* [WHAT YOU HAVE TO DO] Copy out every record precisely.

* [AVAILABLE RECORDS]
* start *

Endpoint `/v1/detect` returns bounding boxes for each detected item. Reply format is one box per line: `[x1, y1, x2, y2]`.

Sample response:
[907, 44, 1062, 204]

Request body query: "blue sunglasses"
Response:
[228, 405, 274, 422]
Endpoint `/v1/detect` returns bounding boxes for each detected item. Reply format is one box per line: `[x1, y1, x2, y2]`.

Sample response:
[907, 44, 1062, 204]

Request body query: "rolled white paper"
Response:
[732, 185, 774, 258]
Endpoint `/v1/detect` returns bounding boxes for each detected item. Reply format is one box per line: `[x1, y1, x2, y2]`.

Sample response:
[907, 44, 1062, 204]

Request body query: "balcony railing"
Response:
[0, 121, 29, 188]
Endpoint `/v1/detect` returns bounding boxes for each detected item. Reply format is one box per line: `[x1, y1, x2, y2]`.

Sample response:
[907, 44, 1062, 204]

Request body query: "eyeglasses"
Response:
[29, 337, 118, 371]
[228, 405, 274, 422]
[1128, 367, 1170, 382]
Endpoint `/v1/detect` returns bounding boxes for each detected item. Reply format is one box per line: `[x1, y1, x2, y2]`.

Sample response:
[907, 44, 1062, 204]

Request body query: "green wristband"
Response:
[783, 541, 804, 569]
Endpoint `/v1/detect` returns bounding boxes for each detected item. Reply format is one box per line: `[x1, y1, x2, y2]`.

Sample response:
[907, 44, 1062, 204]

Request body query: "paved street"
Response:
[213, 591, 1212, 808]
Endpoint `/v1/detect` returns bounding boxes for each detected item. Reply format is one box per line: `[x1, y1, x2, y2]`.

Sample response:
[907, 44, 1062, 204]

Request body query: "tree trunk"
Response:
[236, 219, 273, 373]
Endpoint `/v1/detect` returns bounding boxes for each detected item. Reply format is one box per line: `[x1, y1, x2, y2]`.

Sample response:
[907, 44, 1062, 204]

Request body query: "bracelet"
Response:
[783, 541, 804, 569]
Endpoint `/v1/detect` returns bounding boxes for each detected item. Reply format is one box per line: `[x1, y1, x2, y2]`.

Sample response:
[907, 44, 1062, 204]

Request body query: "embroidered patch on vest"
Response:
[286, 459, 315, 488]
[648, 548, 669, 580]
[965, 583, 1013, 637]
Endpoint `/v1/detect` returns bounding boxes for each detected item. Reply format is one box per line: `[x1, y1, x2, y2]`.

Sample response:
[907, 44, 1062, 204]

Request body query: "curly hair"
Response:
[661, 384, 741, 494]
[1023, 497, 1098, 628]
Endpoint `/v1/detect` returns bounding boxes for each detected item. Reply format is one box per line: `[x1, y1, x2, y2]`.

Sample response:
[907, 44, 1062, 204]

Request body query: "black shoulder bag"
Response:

* end *

* [ANSWER FOR THE TASK]
Endpoint `/v1/detect` returns bounding boxes for each detected item. Reply format is one box per line: `[x1, y1, x2, y2]`.

Sample response:
[907, 44, 1062, 204]

Request body query: "blue sunglasses"
Response:
[228, 405, 274, 422]
Endpoint `/v1/detect` returns bounding boxes for each detected item. Reply format is one box per line: `[x1, y1, x2, y2]`.

Sample response:
[907, 44, 1062, 204]

Request body query: "rolled white paper"
Response:
[732, 185, 774, 258]
Endpoint `/v1/detect` returns bounding boxes for each detected item. Reply format is one box per line: `[x1, y1, x2, y2]`.

Sample response:
[907, 44, 1062, 204]

Request body query: "balcony railing"
Response:
[0, 121, 29, 188]
Endpoint `/v1/detect` returns bounding boxes for each detected item. Reply format is one box per line: `[x1, y1, x2, y2]`.

Sample response:
[907, 44, 1062, 204]

Request body query: "eyeglasses"
Response:
[29, 337, 118, 371]
[228, 405, 274, 422]
[1128, 367, 1170, 382]
Endpoint `/v1/detect` returns bounding boxes for each detected item. Reply format is one box per line: `[x1, y1, x2, y2]`.

Sample response:
[907, 44, 1062, 204]

Request body query: "green wristband"
Response:
[783, 541, 804, 569]
Endpoint `/v1/detect` returns bounding boxes for each detected item. Reply format is one box per line: `[x1, y1, x2, y2]`.

Sample response:
[907, 44, 1062, 204]

Request body query: "paved street"
Response:
[213, 591, 1212, 808]
Endpoint `/v1/detect` returns bounding boxes for each detected item. Reply format is one box per line: `[x1, y1, x2, y2]`.

Sample response:
[907, 44, 1062, 204]

Request body query: "tree trunk"
Response:
[236, 219, 273, 373]
Endpoint `/v1/detect` returns bounding boxes for each detected item. Reply format is one box per line: `[x1, y1, x2, y2]`.

Sample response:
[907, 44, 1062, 204]

Request body query: "bracelet"
Response:
[783, 541, 804, 569]
Endpoint `/v1/detect` returns bounding boxes for each detected item. Reply format is one box per line: `[x1, y1, x2, y2]`.

Sample response:
[907, 44, 1062, 204]

Request body query: "embroidered patch on vest"
Response:
[286, 459, 315, 488]
[648, 548, 669, 580]
[965, 583, 1013, 637]
Endpoint `/v1/detect` returns bounding boxes for each detected item. Reply format is one box per line: `[x1, y1, x2, y2]`.

Sample response:
[907, 44, 1062, 204]

Request body query: "curly hair"
Response:
[661, 384, 741, 494]
[1023, 497, 1098, 628]
Endpoint `/v1/detect` returns bounding boxes for each detected item. Reply format is one box per line: `[x1, y1, x2, y2]`.

Sample response:
[907, 44, 1062, 204]

Request body query: "black shoulder bag"
Response:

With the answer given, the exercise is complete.